▸ **Data extracts**
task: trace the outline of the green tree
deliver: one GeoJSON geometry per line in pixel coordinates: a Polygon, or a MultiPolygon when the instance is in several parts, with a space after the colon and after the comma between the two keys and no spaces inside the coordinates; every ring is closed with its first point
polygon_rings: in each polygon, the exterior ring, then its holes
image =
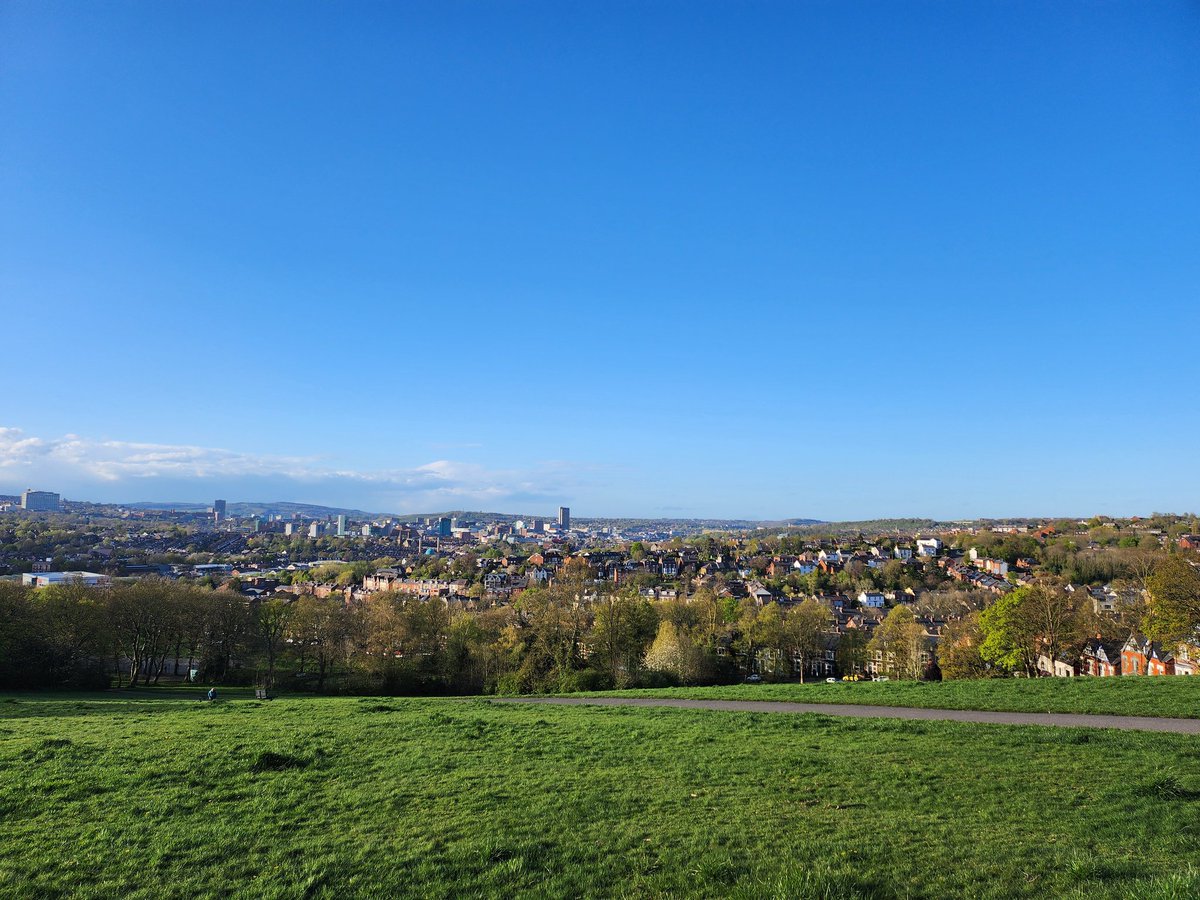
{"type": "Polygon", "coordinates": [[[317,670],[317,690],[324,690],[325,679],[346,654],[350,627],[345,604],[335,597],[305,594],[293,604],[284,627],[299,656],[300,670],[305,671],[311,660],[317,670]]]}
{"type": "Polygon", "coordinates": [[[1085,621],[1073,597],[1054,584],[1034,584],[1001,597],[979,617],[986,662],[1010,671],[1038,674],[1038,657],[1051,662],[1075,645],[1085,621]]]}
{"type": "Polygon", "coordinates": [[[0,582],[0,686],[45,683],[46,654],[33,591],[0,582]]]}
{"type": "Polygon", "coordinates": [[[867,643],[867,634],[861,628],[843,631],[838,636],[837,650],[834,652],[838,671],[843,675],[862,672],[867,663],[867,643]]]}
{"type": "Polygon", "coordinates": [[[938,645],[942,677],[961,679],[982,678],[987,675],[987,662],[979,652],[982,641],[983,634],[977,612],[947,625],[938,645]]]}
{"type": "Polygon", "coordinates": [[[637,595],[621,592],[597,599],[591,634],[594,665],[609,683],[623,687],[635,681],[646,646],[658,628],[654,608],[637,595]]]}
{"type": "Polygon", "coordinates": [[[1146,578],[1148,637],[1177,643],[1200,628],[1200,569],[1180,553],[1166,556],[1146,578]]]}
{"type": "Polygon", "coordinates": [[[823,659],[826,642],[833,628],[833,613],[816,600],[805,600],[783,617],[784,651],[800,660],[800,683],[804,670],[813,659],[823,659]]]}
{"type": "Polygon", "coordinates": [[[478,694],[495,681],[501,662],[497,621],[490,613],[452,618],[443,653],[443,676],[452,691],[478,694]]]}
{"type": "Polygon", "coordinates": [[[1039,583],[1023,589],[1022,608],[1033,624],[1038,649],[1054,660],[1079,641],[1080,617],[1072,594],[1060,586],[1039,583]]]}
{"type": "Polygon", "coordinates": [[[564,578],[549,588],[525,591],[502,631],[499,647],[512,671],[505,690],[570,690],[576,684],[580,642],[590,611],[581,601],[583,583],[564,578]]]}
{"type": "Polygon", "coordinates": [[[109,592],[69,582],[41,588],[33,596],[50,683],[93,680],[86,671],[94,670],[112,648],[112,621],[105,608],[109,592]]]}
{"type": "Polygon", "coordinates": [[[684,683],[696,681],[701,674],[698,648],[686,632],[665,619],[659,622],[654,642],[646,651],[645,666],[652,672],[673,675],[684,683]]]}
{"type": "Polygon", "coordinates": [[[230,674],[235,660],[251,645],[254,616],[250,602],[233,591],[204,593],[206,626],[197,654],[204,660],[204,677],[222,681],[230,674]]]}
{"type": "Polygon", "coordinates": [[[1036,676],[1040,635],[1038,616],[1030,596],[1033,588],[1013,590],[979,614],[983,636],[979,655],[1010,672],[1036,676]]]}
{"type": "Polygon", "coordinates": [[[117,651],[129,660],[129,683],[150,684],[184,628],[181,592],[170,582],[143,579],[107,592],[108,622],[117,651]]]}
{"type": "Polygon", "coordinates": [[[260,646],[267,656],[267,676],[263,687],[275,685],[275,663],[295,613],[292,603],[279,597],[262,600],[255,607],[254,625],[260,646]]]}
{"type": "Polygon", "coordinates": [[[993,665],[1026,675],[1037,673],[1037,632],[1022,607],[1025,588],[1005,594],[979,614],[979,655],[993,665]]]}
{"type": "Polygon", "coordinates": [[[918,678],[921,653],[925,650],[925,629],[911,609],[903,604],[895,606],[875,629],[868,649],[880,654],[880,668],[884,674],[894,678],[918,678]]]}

▸ **Aim of the task**
Word-for-word copy, no pictures: write out the entries above in full.

▸ **Final answer**
task: trace the outline of the green tree
deliver: one GeoJSON geometry per line in pixel coordinates: a Polygon, or a MultiPolygon when the instance is in several parts, with a space after the colon and after the comma between the two keys and no spaces inside the coordinates; every ring is closed with its first point
polygon_rings: in each polygon, the exterior ring, then its holes
image =
{"type": "Polygon", "coordinates": [[[317,670],[317,690],[324,690],[325,679],[346,654],[350,627],[345,604],[335,597],[305,594],[293,604],[284,627],[299,656],[300,670],[305,671],[311,660],[317,670]]]}
{"type": "Polygon", "coordinates": [[[1085,621],[1073,597],[1054,584],[1034,584],[1001,597],[979,617],[986,662],[1010,671],[1038,674],[1038,657],[1051,662],[1075,645],[1085,621]]]}
{"type": "Polygon", "coordinates": [[[0,582],[0,686],[45,683],[46,654],[33,591],[0,582]]]}
{"type": "Polygon", "coordinates": [[[867,643],[867,634],[861,628],[843,631],[838,636],[837,650],[834,652],[838,671],[843,675],[862,672],[867,663],[867,643]]]}
{"type": "Polygon", "coordinates": [[[938,645],[942,677],[961,679],[982,678],[987,675],[987,662],[979,652],[982,641],[983,634],[977,612],[947,625],[938,645]]]}
{"type": "Polygon", "coordinates": [[[637,595],[621,592],[597,599],[591,634],[594,665],[609,683],[623,687],[635,681],[646,646],[658,628],[654,608],[637,595]]]}
{"type": "Polygon", "coordinates": [[[1146,578],[1148,637],[1177,643],[1200,628],[1200,569],[1180,553],[1166,556],[1146,578]]]}
{"type": "Polygon", "coordinates": [[[823,659],[826,642],[833,628],[833,613],[816,600],[805,600],[783,617],[784,651],[800,660],[800,683],[804,670],[813,659],[823,659]]]}
{"type": "Polygon", "coordinates": [[[478,694],[495,681],[501,662],[497,621],[490,613],[452,618],[443,653],[443,676],[452,691],[478,694]]]}
{"type": "Polygon", "coordinates": [[[1039,583],[1023,589],[1022,608],[1033,624],[1038,649],[1054,660],[1079,641],[1080,617],[1072,594],[1060,586],[1039,583]]]}
{"type": "Polygon", "coordinates": [[[564,578],[549,588],[525,591],[502,631],[499,647],[512,671],[505,690],[570,690],[576,684],[580,642],[590,611],[581,601],[583,583],[564,578]]]}
{"type": "Polygon", "coordinates": [[[109,592],[69,582],[41,588],[33,596],[50,683],[93,680],[86,671],[94,670],[112,648],[112,621],[105,608],[109,592]]]}
{"type": "Polygon", "coordinates": [[[684,683],[696,681],[701,674],[698,648],[686,632],[665,619],[659,622],[654,642],[646,651],[645,666],[652,672],[673,675],[684,683]]]}
{"type": "Polygon", "coordinates": [[[230,674],[235,660],[251,645],[254,616],[250,602],[233,591],[204,593],[206,626],[197,654],[204,660],[204,677],[222,681],[230,674]]]}
{"type": "Polygon", "coordinates": [[[1036,676],[1040,635],[1038,616],[1030,596],[1033,588],[1013,590],[979,614],[983,636],[979,655],[1010,672],[1036,676]]]}
{"type": "Polygon", "coordinates": [[[117,651],[129,660],[129,683],[150,684],[184,628],[181,592],[170,582],[143,579],[107,592],[108,622],[117,651]]]}
{"type": "Polygon", "coordinates": [[[260,646],[267,656],[267,676],[263,687],[275,685],[275,663],[295,613],[292,603],[279,597],[262,600],[255,607],[254,625],[260,646]]]}
{"type": "Polygon", "coordinates": [[[993,665],[1026,675],[1037,673],[1037,632],[1022,607],[1025,588],[1005,594],[979,614],[979,655],[993,665]]]}
{"type": "Polygon", "coordinates": [[[918,678],[921,653],[925,650],[925,629],[911,609],[903,604],[895,606],[875,629],[868,649],[880,654],[880,668],[884,674],[894,678],[918,678]]]}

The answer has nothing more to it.